Health practitioners talk primary care

Mike W. Bryant
Northern News Services

Yellowknife (Nov 07/01) - Primary health care was on the agenda for delegates from the health and social services field at a conference held in Yellowknife last Friday.

About 90 physicians, nurses and community health care workers, were looking at ways to better serve the interests of Northern communities.

"There's approximately 3,200 potential patients in the Deh Cho region," said Dr. Shane Barclay, who gave a presentation on remote community health centres. Dr. Barclay is the only physician working in Fort Simpson, a community of about 1,300 people.

"There is no way I can see everybody, especially when I have to do 10 days a month community travel."

A key initiative raised at the conference was to encourage the territorial government to hire more nurse practitioners, who could perform many of the same duties that doctors do. Last September, Aurora College in Yellowknife began a new certificate program for nurse practitioners.

There are currently nine students enroled -- three in a six-week introductory program, and six others in the more in-depth 16 month course.

Applicants for the program must have worked as a registered nurse for two years in an NWT community, and received the community's sponsorship. The cost of the program is $1,500 a semester, and is funded by the territorial government.

Dr. Barclay thinks the government can do even more.

###

» **Brief**
Could you continue the news article on the Yellowknife primary care conference from its last sentence?

###

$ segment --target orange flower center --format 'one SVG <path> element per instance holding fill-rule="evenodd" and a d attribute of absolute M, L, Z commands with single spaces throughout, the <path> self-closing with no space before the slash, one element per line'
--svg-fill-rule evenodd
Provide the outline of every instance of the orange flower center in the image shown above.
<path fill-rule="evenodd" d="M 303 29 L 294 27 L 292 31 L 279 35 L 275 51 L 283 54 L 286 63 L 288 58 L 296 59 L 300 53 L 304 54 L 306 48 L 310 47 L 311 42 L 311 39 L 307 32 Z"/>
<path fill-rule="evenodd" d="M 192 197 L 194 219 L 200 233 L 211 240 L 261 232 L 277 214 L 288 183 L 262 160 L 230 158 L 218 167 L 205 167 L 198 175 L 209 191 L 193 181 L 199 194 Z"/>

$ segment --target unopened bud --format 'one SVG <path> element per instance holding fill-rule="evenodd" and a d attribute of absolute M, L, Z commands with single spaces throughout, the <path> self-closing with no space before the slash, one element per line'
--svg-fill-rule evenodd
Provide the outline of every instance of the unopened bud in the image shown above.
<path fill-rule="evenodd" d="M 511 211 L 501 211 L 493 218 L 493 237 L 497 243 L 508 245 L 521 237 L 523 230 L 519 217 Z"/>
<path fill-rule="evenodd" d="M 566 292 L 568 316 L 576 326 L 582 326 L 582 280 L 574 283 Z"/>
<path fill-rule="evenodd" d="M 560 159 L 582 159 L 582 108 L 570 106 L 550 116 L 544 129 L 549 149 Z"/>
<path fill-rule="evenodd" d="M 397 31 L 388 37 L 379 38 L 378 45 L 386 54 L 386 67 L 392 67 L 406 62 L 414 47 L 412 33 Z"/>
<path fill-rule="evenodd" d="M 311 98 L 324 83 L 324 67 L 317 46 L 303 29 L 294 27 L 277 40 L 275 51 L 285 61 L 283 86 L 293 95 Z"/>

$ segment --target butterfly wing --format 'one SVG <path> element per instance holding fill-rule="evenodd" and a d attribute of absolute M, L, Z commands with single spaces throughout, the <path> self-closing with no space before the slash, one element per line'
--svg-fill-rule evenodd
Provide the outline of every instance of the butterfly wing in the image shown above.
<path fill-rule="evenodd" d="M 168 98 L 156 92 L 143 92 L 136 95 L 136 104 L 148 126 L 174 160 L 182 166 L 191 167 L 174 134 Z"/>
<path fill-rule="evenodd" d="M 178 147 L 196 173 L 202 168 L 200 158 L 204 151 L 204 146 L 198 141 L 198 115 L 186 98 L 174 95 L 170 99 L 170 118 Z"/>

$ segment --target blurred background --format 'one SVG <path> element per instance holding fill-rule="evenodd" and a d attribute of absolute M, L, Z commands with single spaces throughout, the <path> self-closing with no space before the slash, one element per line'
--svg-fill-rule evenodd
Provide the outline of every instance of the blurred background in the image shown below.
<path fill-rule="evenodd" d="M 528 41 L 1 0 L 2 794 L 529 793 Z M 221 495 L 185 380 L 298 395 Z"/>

###

» **Answer to this exercise**
"I don't see why it couldn't be developed," said Dr. Barclay. "It just takes political and financial will."

"It just a matter of putting an educational stamp on it here," Dr. Barclay added, noting that many nurses in remote communities perform front line care and patient diagnosis. ""It's already existed for some time."

Nurse practitioner Madge Applin was in Yellowknife to relate her experiences working in remote communities in Newfoundland. The province developed a practitioner program in 1997, and Applin said it has been very successful so far.

It has been so successful in fact, that Aurora College used the province as a model for its certificate program.

Nurse practitioners there can order blood tests, X-rays, and prescribe certain drugs.

"Nurses have been key to providing health services in remote communities for a long time, but they shouldn't only be in remote areas but urban and suburban areas as well," Applin argued.

She said a nurse practitioners program is relatively inexpensive when compared to the money that would be needed to train doctors.

To train 16 nurses in Newfoundland for practitioner's certificates costs about $300,000 a year. Applin said one of the problems facing the province was the reluctance from some doctors to take nurse practitioners into their practice, where physicians work to a fee for service compared to nurses who receive a salary.

More nurse practitioners means less fees a doctor can recoup from the government at the end of the day.

Dr. Barclay, however, said that is not a problem in the NWT, where most doctors are on salary as well.

"It's a manpower issue," said Dr. Barclay.

"It's my experience in the last three years is that we use what we have."